List every line in the rows below that contains the string "point". Uppercase and lowercase letters count as different.

Given data
= = = =
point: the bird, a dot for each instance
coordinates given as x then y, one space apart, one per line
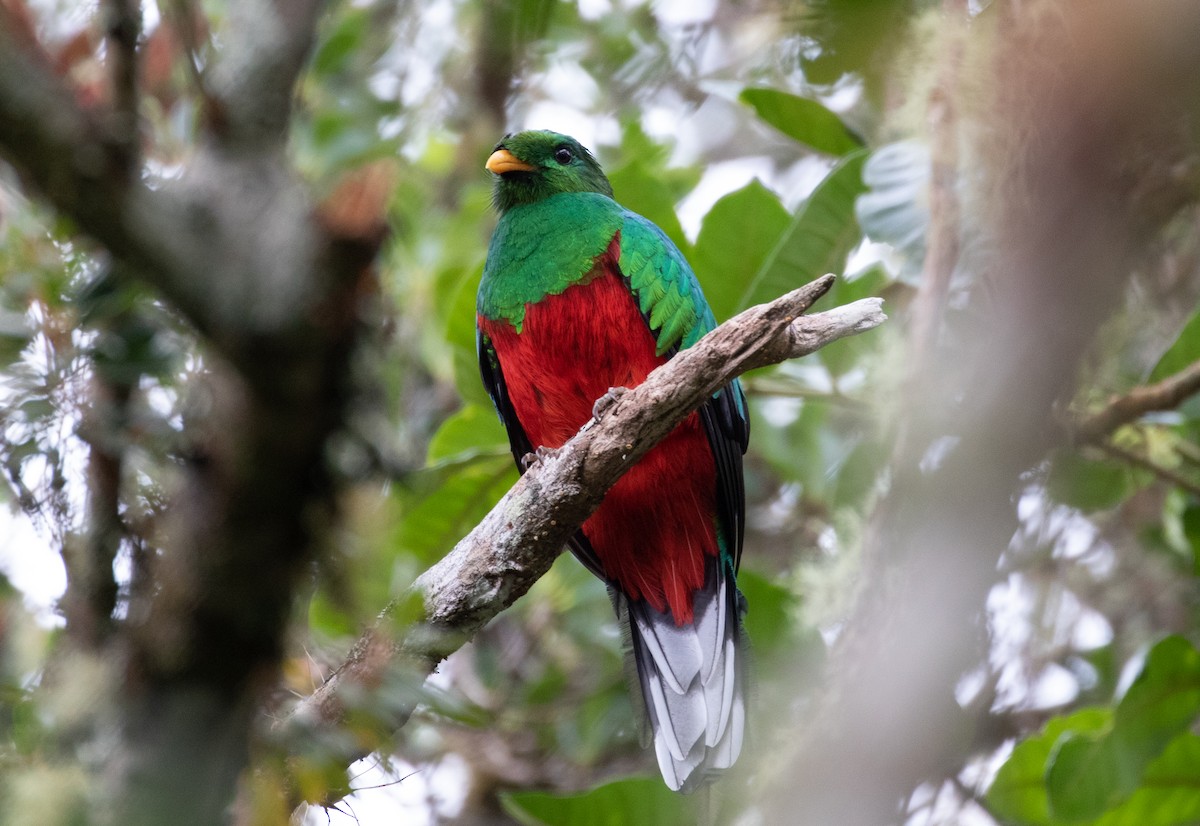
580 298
= = = =
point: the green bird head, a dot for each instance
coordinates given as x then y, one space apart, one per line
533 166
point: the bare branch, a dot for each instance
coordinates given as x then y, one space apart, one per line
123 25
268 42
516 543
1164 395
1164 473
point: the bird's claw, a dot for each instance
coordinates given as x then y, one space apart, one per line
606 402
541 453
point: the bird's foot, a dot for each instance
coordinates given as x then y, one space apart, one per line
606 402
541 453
= = = =
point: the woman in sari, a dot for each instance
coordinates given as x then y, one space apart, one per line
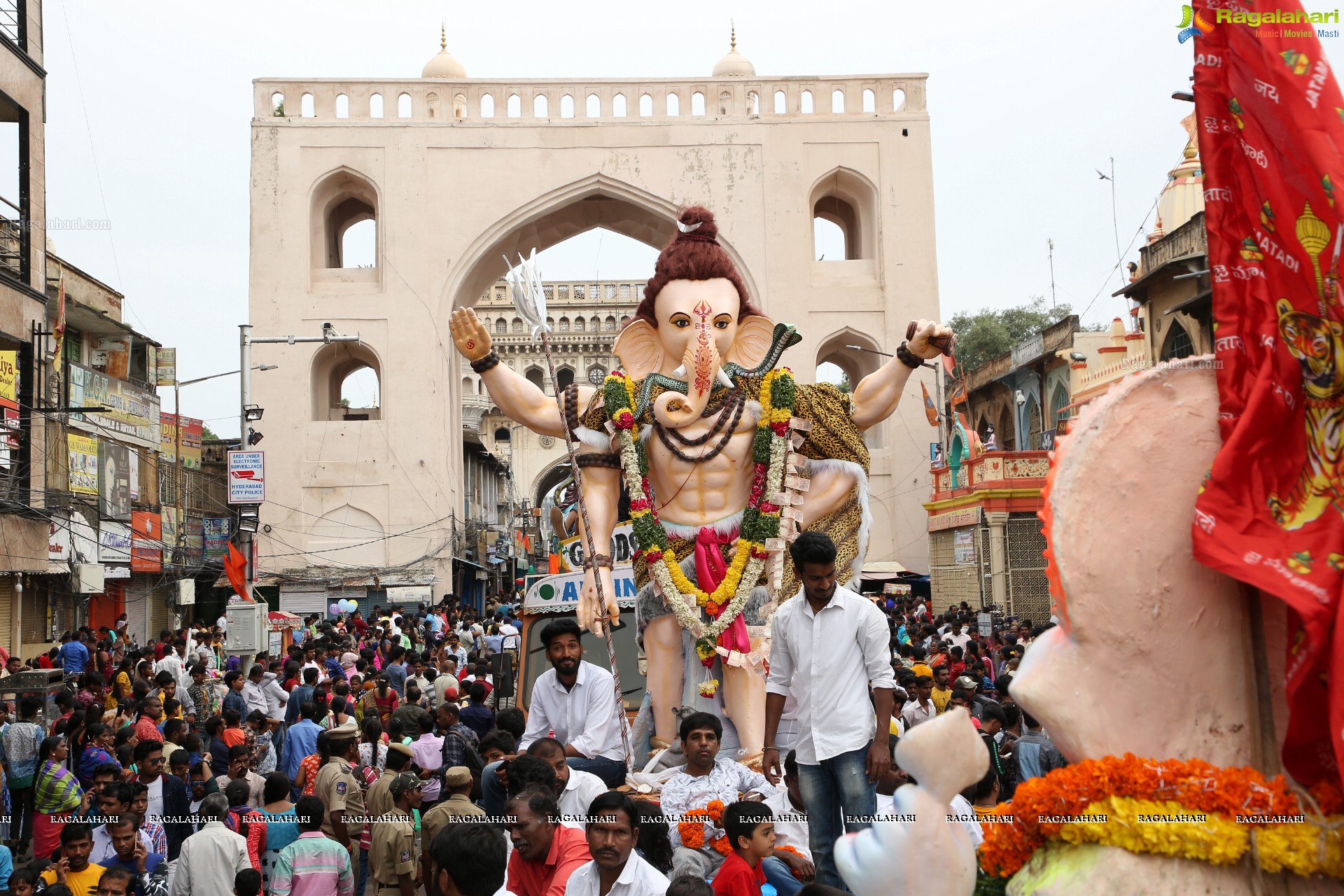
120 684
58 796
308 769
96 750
= = = =
Answer to this task
point: the bird, a dot for each instance
point: the green bird head, a dot for each instance
point: the bare branch, a dot for each instance
point: the bird's claw, a dot for each instance
point: the bird's foot, a dot for each instance
point: the woman in sari, a dot for each instance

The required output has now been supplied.